## [What you have to do]
Could you count the lines in the entries beneath that hold the word "below"? Respond with the number alone.

## [Provided records]
= Beginning of Section =

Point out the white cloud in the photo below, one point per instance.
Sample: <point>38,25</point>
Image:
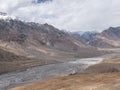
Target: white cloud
<point>73,15</point>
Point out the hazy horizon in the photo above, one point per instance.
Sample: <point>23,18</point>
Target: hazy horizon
<point>77,15</point>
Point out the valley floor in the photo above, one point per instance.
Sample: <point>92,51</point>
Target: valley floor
<point>110,81</point>
<point>101,76</point>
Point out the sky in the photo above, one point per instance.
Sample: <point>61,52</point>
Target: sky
<point>70,15</point>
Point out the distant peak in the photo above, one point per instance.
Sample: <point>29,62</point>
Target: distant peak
<point>5,16</point>
<point>2,13</point>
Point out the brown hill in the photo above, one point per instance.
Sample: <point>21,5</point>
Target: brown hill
<point>109,38</point>
<point>109,81</point>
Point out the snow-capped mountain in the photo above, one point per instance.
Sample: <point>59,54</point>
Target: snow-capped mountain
<point>5,16</point>
<point>86,36</point>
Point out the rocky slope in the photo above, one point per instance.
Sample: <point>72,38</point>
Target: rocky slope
<point>77,82</point>
<point>109,38</point>
<point>40,44</point>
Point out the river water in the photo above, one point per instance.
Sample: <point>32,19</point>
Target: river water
<point>40,73</point>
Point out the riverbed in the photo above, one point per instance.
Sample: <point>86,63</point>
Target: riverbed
<point>40,73</point>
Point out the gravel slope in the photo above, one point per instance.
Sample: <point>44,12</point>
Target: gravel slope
<point>44,72</point>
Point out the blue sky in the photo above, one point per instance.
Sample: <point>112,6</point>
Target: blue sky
<point>71,15</point>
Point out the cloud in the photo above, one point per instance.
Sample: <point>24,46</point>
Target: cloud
<point>73,15</point>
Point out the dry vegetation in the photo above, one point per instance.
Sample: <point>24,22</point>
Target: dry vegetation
<point>105,76</point>
<point>10,62</point>
<point>109,81</point>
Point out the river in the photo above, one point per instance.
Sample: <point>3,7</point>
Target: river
<point>47,71</point>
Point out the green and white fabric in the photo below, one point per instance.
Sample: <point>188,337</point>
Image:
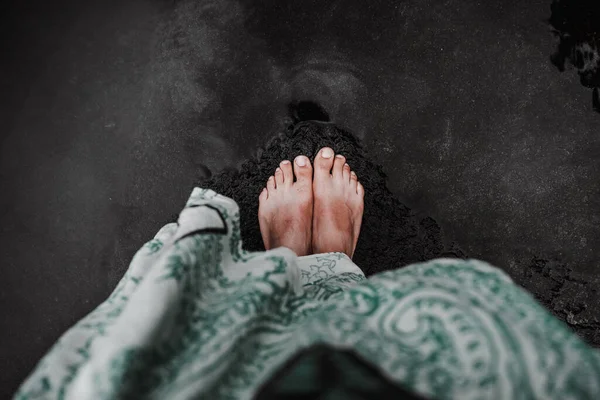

= End of Section =

## [Solution to the exercise]
2